QUOTED PASSAGE:
The other candidates at the forum, Council Members Eric Gioia of Queens and Bill de Blasio of Brooklyn, offer eloquent opening remarks (the fourth Democratic candidate, Mark Green, and Republican contender Alex Zablocki said they could not participate.) The Council members are more polished, more specific. But they don’t rouse the audience like Siegel does.

While all city offices represent and serve the people, none are quite as direct as public advocate. The post is meant to provide a voice for New Yorkers. Or as Siegel describes it: to be visible, a big mouth and a fighter.

The public advocate is also next in succession for mayor, making it the second highest elected office in the city. Yet few New Yorkers know what the office is or does. Siegel plans to change this.

A high-profile civil rights lawyer and former head of the New York Civil Liberties Union, Siegel says he has represented New Yorkers for 40 years. In many ways, he embodies the city. A graduate of Brooklyn College, he’s loud, outspoken and a little zany (he has mentioned organizing a doo-wop singing contest among the candidates; he grew up on the music in Brooklyn). He’s passionate and a little angry. He quotes Clint Eastwood, telling corrupt officials they can “make his day.” And he’s a dreamer. When he talks about becoming public advocate, his eyes gleam. He came of age during the civil rights movement—during law school at New York University, he spent summers in the South, fighting for equal rights—and the zeal of that era continues to propel him.

Among the candidates, Siegel is also the only non-career politician, something he often points out. Yet while his outsider status could help him, it could also serve as a disadvantage. He’s rougher around the edges than the other Democratic candidates, arguably with less name recognition. And while it’s his third bid for the office, he’s still honing his campaigning skills.

“I believe I’m the only one of the four who can transform this office,” he says, so that it “makes a huge difference in people’s lives.”

Throughout his career, Siegel has fought for outcasts and radicals, the privileged and destitute. During the Republican National Convention in 2004, he successfully lobbied to release protestors who’d been arrested and held inappropriately. He fought for public access to the steps of City Hall and the right to protest on Central Park’s Great Lawn. And he represents tenants in West Harlem in their fight against Columbia University and eminent domain. Siegel and his wife, Saralee Evans, an acting justice in the State Supreme Court for New York County, are residents of the Upper West Side. They have five grandchildren.

Referring expression data
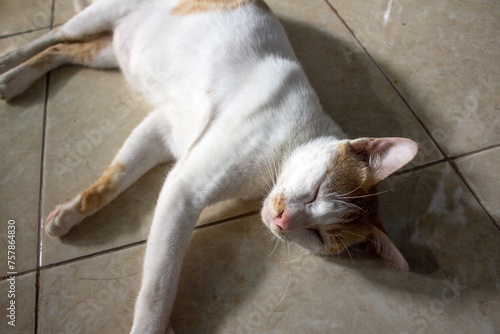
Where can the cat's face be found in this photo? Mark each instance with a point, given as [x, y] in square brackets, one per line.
[325, 197]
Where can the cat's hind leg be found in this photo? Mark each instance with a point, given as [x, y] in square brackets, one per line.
[146, 147]
[94, 20]
[97, 53]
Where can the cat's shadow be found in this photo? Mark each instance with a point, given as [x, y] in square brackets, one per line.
[349, 86]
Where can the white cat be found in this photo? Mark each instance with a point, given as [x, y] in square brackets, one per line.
[232, 105]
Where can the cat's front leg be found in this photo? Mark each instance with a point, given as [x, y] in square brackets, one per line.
[177, 211]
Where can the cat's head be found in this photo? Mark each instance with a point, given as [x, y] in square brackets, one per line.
[325, 198]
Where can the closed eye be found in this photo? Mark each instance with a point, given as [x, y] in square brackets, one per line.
[315, 195]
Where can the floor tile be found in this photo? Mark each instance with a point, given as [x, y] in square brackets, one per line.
[351, 88]
[21, 126]
[443, 58]
[91, 296]
[77, 143]
[86, 126]
[235, 280]
[24, 15]
[64, 10]
[482, 171]
[21, 290]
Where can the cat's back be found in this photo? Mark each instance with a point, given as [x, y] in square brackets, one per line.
[167, 49]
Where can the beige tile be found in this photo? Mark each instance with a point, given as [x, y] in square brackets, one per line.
[86, 125]
[351, 88]
[21, 127]
[24, 15]
[234, 280]
[443, 58]
[90, 113]
[482, 171]
[64, 9]
[91, 296]
[21, 290]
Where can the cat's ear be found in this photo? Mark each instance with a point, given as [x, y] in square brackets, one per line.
[381, 244]
[384, 155]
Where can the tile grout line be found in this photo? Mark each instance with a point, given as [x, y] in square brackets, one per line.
[449, 160]
[471, 190]
[23, 32]
[479, 150]
[420, 122]
[133, 244]
[40, 196]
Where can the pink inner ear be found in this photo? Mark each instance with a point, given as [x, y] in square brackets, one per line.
[385, 155]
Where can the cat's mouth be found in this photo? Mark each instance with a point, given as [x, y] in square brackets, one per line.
[317, 234]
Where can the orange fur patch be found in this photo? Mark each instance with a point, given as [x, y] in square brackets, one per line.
[78, 53]
[349, 172]
[187, 7]
[93, 198]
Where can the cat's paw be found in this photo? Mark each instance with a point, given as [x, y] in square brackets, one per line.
[14, 82]
[8, 61]
[62, 219]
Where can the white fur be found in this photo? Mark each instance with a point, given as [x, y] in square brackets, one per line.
[230, 103]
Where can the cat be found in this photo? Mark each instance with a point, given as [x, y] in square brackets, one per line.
[233, 107]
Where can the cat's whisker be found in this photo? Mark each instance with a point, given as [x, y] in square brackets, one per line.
[345, 247]
[351, 205]
[350, 192]
[364, 237]
[369, 195]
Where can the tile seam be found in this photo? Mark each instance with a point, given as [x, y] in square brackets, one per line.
[417, 118]
[40, 198]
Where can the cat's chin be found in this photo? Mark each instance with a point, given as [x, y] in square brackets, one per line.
[308, 240]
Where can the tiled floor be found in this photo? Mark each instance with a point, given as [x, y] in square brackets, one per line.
[421, 69]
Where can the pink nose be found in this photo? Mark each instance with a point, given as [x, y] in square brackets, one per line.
[281, 221]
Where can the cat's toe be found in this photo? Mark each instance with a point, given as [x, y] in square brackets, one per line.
[61, 220]
[170, 330]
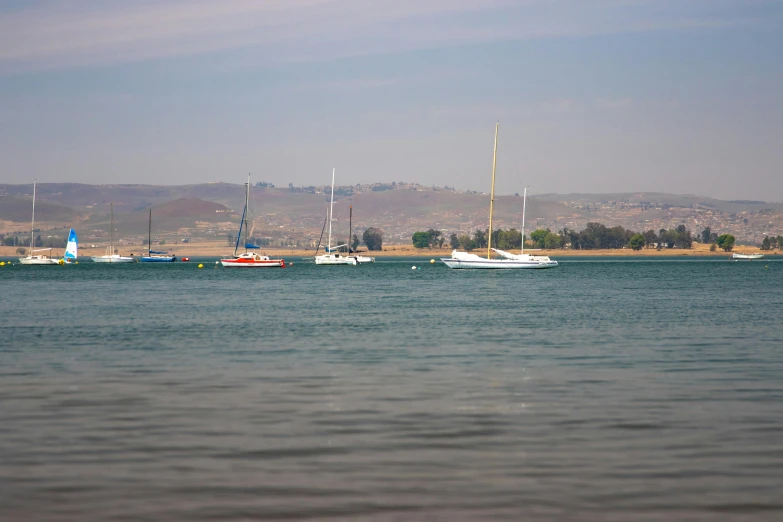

TASK DIRECTIONS:
Write the next part of the profile of Siegel's run for public advocate, picking up after its final sentence.

EXPECTED ANSWER:
Siegel has far-reaching plans for the office. He hopes to recruit hundreds of volunteers to be “surrogate public advocates” in each community—every week they’d meet with residents and report back to him. He also wants to create an “Institute of Advocacy” through which he’d train New Yorkers to make themselves heard.

Other priorities include helping New Yorkers navigate the recession and improving public education and literacy for all ages. He also wants to address race relations head-on, particularly within the law enforcement community.

If a city agency isn’t serving the public, he says he’ll use the “bully pulpit,” as the office has been called, to its full advantage. He’ll embarrass whoever’s responsible via the media, and if he has to, he’ll sue.

In the latest Marist Poll, Siegel placed second to Green, who’s running for the office again after being the first to hold it in the 1990s (Green scored 39 percent of the vote, while Siegel had 16 percent). Yet Siegel has raised more money than in his previous two campaigns—$134,000 of matchable amounts, totaling more than $800,000—thanks largely to phone calls and house parties. He’ll now be able to advertise widely.

Still, Green has the advantage of name recognition. And Gioia and de Blasio have long records to show for their own public advocacy.

In the end, Siegel’s chances will, in part, come down to whether New Yorkers are ready to take a leap of faith on an outsider. Of course, if Siegel had his way, the race would likely be decided by a doo-wop sing-off. In that contest, Siegel would surely project his voice above the rest.